**What this task involves**
Count how many lines in the records below contain the word "player", matching case exactly. Reply with the number alone.

**Information provided**

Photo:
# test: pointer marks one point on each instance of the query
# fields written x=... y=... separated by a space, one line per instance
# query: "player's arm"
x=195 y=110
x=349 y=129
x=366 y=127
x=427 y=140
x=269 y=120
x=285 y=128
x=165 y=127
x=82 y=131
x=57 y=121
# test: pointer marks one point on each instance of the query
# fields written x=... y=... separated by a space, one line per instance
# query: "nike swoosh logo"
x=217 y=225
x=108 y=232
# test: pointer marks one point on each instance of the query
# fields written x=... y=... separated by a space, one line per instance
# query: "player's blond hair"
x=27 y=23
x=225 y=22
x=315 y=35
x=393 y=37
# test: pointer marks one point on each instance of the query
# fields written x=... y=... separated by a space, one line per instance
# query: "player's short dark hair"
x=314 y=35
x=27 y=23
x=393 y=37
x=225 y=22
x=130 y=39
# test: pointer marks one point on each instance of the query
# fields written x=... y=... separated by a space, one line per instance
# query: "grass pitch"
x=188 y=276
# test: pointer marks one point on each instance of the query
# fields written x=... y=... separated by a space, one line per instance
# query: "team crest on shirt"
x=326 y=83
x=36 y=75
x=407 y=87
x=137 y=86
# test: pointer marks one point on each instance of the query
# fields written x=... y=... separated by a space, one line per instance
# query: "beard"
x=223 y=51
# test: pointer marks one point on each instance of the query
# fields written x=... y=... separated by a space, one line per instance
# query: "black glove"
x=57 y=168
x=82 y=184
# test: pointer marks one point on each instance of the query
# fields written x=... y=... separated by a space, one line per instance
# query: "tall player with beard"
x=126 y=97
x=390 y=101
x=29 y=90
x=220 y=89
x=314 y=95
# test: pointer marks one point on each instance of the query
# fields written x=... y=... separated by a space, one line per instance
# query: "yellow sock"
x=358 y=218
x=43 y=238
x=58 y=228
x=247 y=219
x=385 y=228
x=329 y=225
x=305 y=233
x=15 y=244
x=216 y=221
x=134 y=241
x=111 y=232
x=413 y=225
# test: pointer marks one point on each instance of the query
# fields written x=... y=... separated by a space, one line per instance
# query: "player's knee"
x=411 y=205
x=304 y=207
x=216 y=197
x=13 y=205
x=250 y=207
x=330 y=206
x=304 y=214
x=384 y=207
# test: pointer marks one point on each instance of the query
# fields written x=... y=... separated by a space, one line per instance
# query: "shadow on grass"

**Result of the task**
5